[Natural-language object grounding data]

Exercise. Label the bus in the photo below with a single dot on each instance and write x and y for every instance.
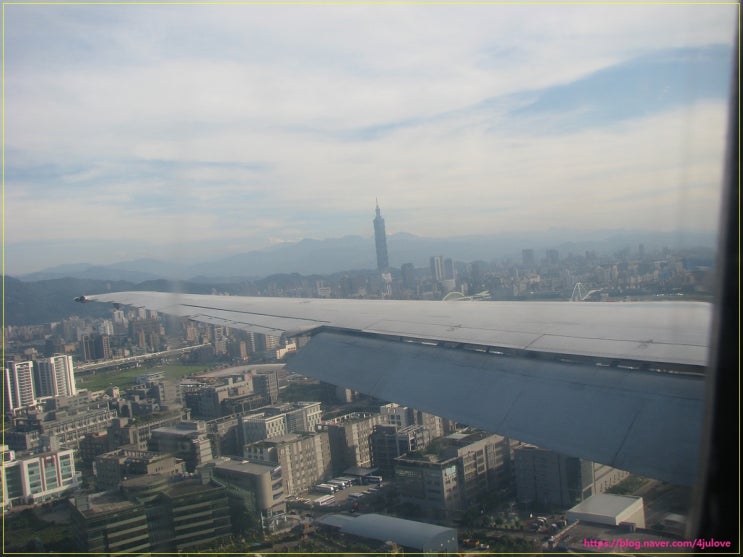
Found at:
(325, 500)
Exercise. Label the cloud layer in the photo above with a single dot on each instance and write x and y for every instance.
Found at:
(193, 131)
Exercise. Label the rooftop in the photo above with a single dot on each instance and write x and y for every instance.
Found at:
(605, 504)
(380, 527)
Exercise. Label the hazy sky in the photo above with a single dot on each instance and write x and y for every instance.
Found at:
(194, 131)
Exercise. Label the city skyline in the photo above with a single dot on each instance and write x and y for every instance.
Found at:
(180, 131)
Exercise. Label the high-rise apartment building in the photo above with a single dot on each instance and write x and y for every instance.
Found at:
(56, 376)
(380, 241)
(19, 385)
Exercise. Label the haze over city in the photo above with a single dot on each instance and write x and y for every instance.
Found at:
(186, 132)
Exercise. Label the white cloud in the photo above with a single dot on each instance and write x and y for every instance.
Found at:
(137, 104)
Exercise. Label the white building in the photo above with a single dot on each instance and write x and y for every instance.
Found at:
(56, 376)
(19, 385)
(37, 478)
(609, 509)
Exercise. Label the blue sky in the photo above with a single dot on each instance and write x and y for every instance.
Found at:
(199, 131)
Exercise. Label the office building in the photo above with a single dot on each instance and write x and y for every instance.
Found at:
(349, 439)
(380, 242)
(437, 268)
(611, 510)
(191, 516)
(385, 533)
(256, 427)
(187, 440)
(546, 479)
(37, 478)
(266, 383)
(387, 443)
(254, 487)
(113, 467)
(447, 477)
(152, 515)
(304, 458)
(106, 523)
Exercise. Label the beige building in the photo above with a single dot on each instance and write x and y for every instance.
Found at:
(304, 458)
(349, 439)
(448, 476)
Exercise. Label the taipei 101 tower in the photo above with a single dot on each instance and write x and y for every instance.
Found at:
(380, 239)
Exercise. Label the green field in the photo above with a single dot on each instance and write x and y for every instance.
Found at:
(125, 378)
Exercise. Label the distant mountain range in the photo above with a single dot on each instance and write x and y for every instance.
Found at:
(355, 252)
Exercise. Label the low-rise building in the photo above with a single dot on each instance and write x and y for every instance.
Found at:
(254, 487)
(113, 467)
(446, 478)
(304, 458)
(384, 531)
(612, 510)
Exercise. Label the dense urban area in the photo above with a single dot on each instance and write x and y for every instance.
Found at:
(139, 433)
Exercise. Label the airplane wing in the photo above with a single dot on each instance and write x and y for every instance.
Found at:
(621, 384)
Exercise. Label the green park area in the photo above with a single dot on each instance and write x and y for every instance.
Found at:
(125, 378)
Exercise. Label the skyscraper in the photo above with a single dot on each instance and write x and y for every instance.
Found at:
(380, 239)
(19, 384)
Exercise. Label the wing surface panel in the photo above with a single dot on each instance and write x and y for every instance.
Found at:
(671, 332)
(609, 415)
(645, 422)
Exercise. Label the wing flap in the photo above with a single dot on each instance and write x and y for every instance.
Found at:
(648, 423)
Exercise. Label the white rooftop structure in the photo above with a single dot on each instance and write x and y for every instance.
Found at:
(605, 508)
(420, 536)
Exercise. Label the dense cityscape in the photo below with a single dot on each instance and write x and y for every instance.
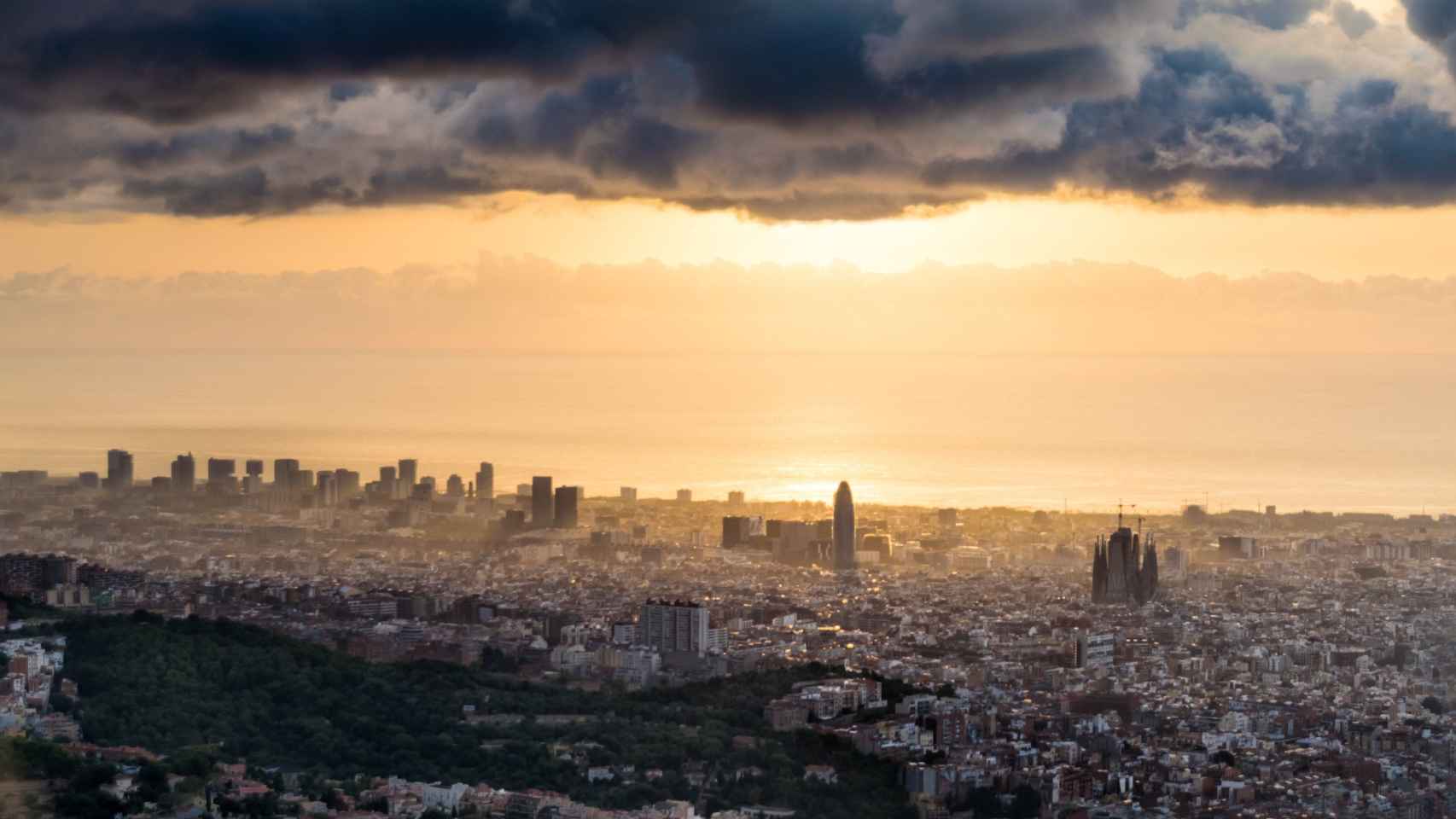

#### Problem to work on:
Each line of the records that holds the word "rooftop" should be copied out.

#### Worked solution:
Exercise. Label the rooftop in the photo above with a single dot on each instance and write x and y for every instance.
Exercise. Label the white rooftop structure in the photo above with a single dot on each instance and write x and y for every instance.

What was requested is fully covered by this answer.